BEGIN Source extract

Charleston Business Journal > April 19, 2004 > News
Educators face funding obstacle to hi-tech graduate programs

By Dennis Quick
Senior Staff Writer

If local education leaders achieve their dream, the Lowcountry will produce research programs that spawn technology companies. In turn, those companies would pay high-end salaries, bolstering the region’s per capita wealth.

 

That’s the economic impact of Massachusetts Institute of Technology, whose Lincoln Laboratory has spun off more than 80 electronics and air-defense system companies.

 

For the Lowcountry’s higher education community to accomplish similar feats, graduate degree programs in engineering are needed. That message has been stated repeatedly by local business and education leaders and by economic development experts such as Michael Porter of the Harvard Business School and Ed Morrison, executive director of the Center for Regional Economic Issues at Case Western Reserve University in Cleveland.

 

That message also fuels the Lowcountry Graduate Center, whose goal is to provide resources for graduate education in engineering, business and computer science. 

 

However, such programs require money—and there lies the barrier, say Rew Godow Jr., director of the Lowcountry Graduate Center, and Earl Walker, dean of The Citadel’s School of Business Administration.

 

“State budget cuts are making it difficult to get the funding, and institutions face other priorities that must be considered,” Walker explains.

 

Last year the College of Charleston suffered $6.3 million in cuts while The Citadel saw a $3 million reduction in state funding. Both schools, along with the Medical University of South Carolina, form the Lowcountry Graduate Center. The center is funded by contributions from those schools.

 

Walker and Godow want to create graduate programs in electrical engineering and computer science engineering—programs the local Space and Naval Warfare Systems Center considers a high priority. SPAWAR would prefer sending its employees to the Lowcountry Graduate Center for electrical engineering and computer science degrees rather than to Clemson University, the University of Alabama-Huntsville and other institutions located outside the Lowcountry where SPAWAR has education partnerships.

END Source extract

** Your instructions **
Answer from the article on graduate engineering programs:
(a) How many companies has MIT's Lincoln Laboratory spun off?
(b) How much in cuts did the College of Charleston suffer last year?
(c) What graduate programs do Walker and Godow want to create?

BEGIN Given data

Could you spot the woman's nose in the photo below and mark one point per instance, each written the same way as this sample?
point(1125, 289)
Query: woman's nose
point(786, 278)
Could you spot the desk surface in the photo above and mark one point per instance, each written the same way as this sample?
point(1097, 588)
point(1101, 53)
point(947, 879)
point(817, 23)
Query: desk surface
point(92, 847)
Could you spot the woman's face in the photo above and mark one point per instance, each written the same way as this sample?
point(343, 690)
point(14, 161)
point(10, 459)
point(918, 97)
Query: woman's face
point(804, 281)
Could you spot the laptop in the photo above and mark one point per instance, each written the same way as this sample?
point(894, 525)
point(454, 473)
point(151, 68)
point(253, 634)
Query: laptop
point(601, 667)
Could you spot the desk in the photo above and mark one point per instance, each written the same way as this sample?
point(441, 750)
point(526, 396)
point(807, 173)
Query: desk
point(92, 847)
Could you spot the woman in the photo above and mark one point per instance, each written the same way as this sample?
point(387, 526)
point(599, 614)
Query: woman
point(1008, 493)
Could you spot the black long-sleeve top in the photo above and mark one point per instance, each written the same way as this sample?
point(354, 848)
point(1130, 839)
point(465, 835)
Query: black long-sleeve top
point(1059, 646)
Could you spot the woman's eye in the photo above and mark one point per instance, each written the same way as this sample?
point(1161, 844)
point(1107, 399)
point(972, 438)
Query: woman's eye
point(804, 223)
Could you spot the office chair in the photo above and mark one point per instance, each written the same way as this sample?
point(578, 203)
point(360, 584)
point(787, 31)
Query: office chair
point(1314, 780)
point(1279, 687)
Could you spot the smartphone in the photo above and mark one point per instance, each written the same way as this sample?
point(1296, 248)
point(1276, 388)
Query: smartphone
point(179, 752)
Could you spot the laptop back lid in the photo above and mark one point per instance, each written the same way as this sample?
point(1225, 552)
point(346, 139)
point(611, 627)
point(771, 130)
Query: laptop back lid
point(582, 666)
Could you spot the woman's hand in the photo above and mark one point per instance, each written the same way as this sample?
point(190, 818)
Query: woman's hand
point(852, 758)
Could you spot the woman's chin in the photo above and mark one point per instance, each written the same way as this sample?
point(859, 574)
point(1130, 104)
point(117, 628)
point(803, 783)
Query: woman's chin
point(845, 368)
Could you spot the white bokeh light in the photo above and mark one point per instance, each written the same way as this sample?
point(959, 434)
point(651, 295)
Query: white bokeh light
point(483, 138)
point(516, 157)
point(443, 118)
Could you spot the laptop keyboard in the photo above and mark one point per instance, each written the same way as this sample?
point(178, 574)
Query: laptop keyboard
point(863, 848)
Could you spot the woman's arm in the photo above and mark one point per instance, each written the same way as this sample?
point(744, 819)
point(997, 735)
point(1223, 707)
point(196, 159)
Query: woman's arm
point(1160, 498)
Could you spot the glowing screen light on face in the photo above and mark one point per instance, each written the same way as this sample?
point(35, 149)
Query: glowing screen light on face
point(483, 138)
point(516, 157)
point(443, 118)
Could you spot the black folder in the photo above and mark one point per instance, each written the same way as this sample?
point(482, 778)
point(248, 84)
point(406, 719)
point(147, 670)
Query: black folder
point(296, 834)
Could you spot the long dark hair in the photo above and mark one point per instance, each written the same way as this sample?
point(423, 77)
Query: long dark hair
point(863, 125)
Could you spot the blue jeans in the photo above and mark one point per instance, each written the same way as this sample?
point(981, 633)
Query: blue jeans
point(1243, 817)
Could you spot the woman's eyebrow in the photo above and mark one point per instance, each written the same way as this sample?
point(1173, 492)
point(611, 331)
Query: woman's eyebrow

END Given data

** Answer section **
(a) More than 80 electronics and air-defense system companies.
(b) $6.3 million.
(c) Electrical engineering and computer science engineering.